**Goal**:
Gather every line below that contains the string 'single' and copy each one out in full. Case counts, so match capitals and lowercase letters.

**Provided information**:

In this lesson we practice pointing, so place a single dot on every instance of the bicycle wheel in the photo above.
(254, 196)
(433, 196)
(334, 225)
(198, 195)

---

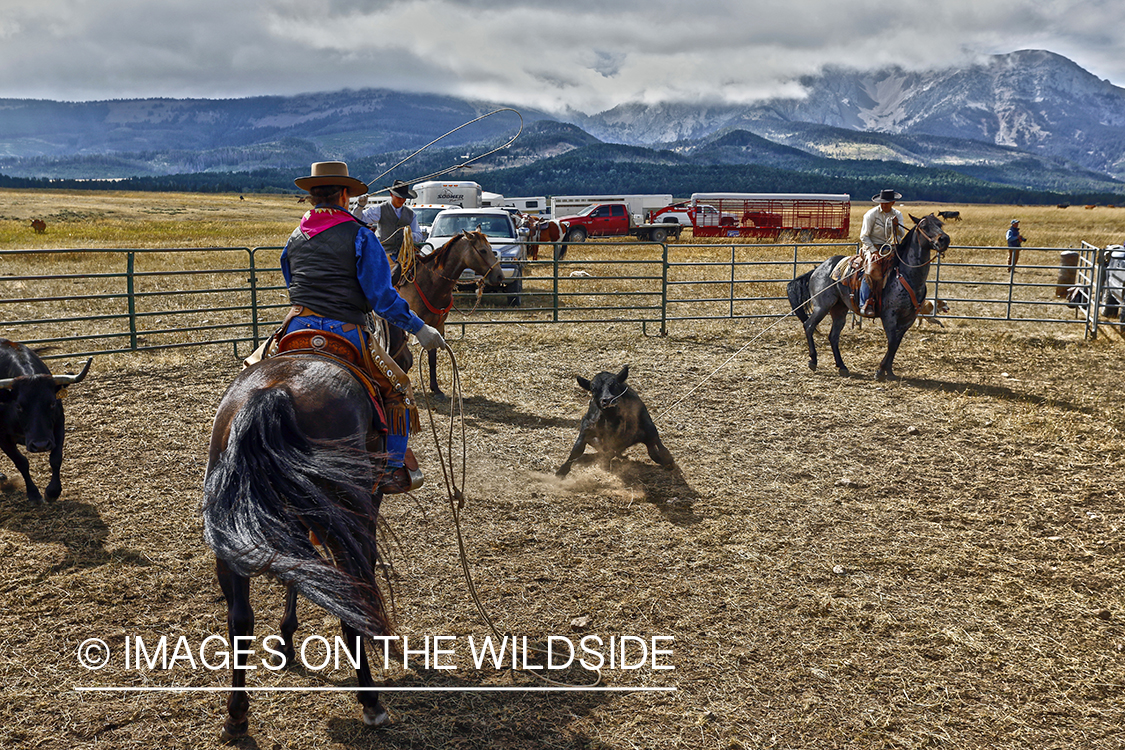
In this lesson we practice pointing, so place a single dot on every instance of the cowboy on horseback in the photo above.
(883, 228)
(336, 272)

**Solution**:
In this lesson we practice pointing, so place a single dot on every instance of the bicycle wheel in the photo above.
In this lesson we practice pointing, so place a single dot on every instance of the cowboy on horseback in the photo above.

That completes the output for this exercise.